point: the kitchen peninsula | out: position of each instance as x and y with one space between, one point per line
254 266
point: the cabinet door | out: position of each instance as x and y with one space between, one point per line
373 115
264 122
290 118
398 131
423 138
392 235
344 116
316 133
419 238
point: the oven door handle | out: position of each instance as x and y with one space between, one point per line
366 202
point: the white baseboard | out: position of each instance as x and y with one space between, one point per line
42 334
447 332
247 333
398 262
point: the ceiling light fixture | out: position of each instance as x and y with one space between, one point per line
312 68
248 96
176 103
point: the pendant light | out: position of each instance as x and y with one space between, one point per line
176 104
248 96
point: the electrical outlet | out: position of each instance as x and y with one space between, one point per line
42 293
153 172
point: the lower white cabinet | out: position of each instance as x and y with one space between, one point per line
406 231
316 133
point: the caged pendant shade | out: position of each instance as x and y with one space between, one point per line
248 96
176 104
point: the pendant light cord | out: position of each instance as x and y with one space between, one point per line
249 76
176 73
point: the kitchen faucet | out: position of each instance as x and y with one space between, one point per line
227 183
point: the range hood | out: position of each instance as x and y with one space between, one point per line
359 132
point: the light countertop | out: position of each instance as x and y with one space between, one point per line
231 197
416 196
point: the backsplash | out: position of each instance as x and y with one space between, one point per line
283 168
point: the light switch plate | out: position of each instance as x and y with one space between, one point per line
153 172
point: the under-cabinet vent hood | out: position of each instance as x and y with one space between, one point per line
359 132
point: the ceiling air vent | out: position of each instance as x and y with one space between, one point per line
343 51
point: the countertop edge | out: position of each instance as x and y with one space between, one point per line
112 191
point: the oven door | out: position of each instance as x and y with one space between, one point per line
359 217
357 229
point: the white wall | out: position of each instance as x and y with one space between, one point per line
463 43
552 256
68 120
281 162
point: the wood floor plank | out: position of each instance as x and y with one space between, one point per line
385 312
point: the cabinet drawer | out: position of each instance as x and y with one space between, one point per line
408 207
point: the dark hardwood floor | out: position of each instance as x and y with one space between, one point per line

----------

EXERCISE
Edit the entries above by changing each "oven door" to "stove door" and leaving everything else as it is.

EXERCISE OUTPUT
point: the kitchen peninsula | out: position of each instance as x and y with one space between, one point per line
254 266
point: the cabinet door | out: position of each instance as x and y with one space between, one point per line
373 115
264 122
290 118
398 131
423 138
392 235
344 116
316 133
419 238
point: the stove door handle | out: position of each instance as x and y with one space between, one point per line
366 202
point: the white baseboard | out: position of each instance as x and y with one space between, one point per line
42 334
447 332
247 333
398 262
point: the ceiling light fixture | out: position of each instance as x and y with one space between, one point per line
312 68
248 96
176 103
point: the pendant light | out: position of each instance as x and y with one space between, one point per line
176 104
248 96
point: the electrical outlet | out: position of each instance as x and y with one space between, one point per line
42 293
153 172
point: the lower white cabinet | out: position of each instance as x and y with one space between, one point per line
406 231
316 133
point: the caged pendant shade | out: position of each instance as x and y with one space between, one point per line
248 96
176 104
point: the pendant light cord | out: position of each instance as x and y with one space between, one point per line
249 76
176 73
point: the kitchen faucet | out: position of each instance as x and y with one space between, one point per line
227 183
point: the range hood | out: position of each instance as x and y with one space between, one point per line
359 132
point: the light countertop | out: position of each instance as x and y with one space between, one point per line
231 197
416 196
point: the backsplash | out: position of each instance as x and y with one space between, one point per line
283 168
point: the light switch plate | out: position of each instance as x and y with one space between, one point per line
153 172
point: the under-cabinet vent hood | out: position of each instance as x and y with one space between, one point per line
359 132
point: the ceiling air vent | out: position of each instance as x and y with one space between, one point per line
343 51
point: the countertop edge | out: position of each instance as x and y with one space between, one point per line
112 191
point: the stove door | out: position of each instance as x and y with one space between, one point per line
359 217
357 229
point: the white wall | out: position of each instance as x and y with one space between, one point per line
463 43
552 256
68 120
281 162
point: the wood floor plank | out: position of each instance as x and y with one space between, one point per line
385 312
point: the cabinet drawer | out: position of each instance as x and y with one space between, one point per line
408 207
point: the dark hardwood floor | out: position of each instance as x and y with one space between, one point per line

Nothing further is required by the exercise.